-- DATASET ROWS start --

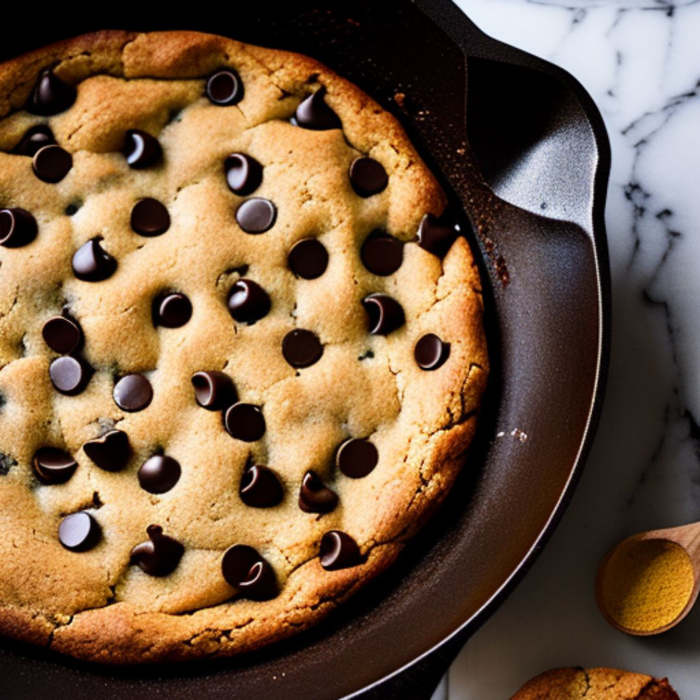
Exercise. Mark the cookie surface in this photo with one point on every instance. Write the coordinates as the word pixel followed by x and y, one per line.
pixel 241 355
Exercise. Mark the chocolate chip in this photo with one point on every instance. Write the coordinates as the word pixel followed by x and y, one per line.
pixel 315 496
pixel 141 149
pixel 52 163
pixel 53 466
pixel 224 87
pixel 256 215
pixel 69 375
pixel 34 138
pixel 356 457
pixel 308 258
pixel 339 551
pixel 17 227
pixel 62 334
pixel 159 474
pixel 91 263
pixel 367 176
pixel 314 113
pixel 213 390
pixel 244 569
pixel 79 531
pixel 301 348
pixel 149 217
pixel 248 302
pixel 159 555
pixel 243 173
pixel 244 421
pixel 260 487
pixel 381 253
pixel 171 310
pixel 435 235
pixel 431 352
pixel 110 451
pixel 50 95
pixel 384 313
pixel 133 392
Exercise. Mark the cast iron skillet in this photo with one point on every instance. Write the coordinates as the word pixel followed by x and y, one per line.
pixel 540 143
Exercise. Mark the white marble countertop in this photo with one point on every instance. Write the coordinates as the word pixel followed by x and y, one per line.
pixel 640 60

-- DATASET ROWS end --

- GOAL OF THE EXERCISE -
Copy out every line of the material above word for word, omitting the pictures.

- SOLUTION FOR THIS PROBLEM -
Exercise. Mark the cookie surface in this photo with one point on every instance. Write the coordinates as the word pixel followed by x and y, one per line.
pixel 241 355
Exercise. Mark the chocolate chip in this photo with one point on every instance. Write the coordinates as the word pixel followed by x and y, one per line.
pixel 315 496
pixel 141 149
pixel 52 163
pixel 53 466
pixel 224 87
pixel 256 215
pixel 69 375
pixel 34 138
pixel 356 457
pixel 308 258
pixel 339 551
pixel 17 227
pixel 62 334
pixel 159 474
pixel 91 263
pixel 367 176
pixel 314 113
pixel 213 390
pixel 244 569
pixel 79 531
pixel 301 348
pixel 149 217
pixel 248 302
pixel 159 555
pixel 243 173
pixel 244 421
pixel 260 487
pixel 381 253
pixel 171 310
pixel 435 235
pixel 431 352
pixel 110 451
pixel 50 95
pixel 384 313
pixel 133 392
Exercise. Mark the cast iron skillet in this photo with one point on every instance. Write the coordinates as the word pixel followed by x and y, one per line.
pixel 540 143
Exercise. Mark the white marble countertop in this photo with one point on every instance. Write the coordinates as the word pixel followed by x and y, one per line.
pixel 640 60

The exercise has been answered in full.